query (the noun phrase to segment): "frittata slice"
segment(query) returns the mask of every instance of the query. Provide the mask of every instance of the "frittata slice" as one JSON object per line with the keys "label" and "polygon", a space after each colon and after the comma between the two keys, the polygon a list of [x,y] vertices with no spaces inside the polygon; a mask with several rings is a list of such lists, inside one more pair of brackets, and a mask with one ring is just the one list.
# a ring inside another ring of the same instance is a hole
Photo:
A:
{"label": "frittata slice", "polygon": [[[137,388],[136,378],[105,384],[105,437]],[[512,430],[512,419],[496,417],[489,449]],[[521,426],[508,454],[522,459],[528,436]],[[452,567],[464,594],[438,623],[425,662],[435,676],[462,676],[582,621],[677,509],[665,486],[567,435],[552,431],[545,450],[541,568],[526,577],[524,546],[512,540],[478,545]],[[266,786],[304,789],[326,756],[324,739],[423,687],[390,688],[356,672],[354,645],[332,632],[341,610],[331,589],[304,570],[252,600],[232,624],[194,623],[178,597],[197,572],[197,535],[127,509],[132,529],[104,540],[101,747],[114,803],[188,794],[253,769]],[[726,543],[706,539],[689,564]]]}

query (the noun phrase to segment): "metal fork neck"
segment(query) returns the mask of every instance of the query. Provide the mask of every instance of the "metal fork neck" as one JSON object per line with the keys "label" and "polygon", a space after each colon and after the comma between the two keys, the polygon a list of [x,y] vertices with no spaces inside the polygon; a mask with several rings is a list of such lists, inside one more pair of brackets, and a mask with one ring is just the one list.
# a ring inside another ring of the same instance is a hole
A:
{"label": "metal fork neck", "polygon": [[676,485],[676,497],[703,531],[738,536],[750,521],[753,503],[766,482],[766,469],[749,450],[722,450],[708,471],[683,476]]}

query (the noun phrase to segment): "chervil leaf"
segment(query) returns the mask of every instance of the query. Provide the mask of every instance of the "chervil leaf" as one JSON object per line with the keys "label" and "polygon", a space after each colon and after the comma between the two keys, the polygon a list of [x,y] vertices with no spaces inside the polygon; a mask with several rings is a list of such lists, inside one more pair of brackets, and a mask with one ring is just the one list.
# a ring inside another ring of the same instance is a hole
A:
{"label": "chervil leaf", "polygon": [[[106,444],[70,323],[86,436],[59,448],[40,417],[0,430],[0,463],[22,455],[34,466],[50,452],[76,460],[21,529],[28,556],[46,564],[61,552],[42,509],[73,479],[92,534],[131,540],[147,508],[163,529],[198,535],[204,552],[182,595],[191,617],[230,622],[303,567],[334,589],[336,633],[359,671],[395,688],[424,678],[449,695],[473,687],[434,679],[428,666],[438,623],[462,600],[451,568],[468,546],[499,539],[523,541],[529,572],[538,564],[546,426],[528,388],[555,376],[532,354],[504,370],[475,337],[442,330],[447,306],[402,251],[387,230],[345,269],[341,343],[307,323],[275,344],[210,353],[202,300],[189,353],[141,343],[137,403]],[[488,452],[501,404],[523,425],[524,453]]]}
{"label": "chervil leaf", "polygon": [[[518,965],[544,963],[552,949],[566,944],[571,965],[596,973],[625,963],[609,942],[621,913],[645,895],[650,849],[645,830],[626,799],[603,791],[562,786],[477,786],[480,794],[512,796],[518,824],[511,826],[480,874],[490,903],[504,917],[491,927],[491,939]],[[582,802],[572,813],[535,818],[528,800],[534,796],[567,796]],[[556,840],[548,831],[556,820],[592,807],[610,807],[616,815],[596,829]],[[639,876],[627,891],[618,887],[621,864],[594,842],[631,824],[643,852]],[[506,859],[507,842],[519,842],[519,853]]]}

---

Given exercise: Extract every line of the material above that contains the word "noun", treating uppercase and lowercase letters as different.

Result of this task:
query (the noun phrase to segment): "frittata slice"
query (the noun phrase to segment): "metal fork neck"
query (the noun phrase to segment): "chervil leaf"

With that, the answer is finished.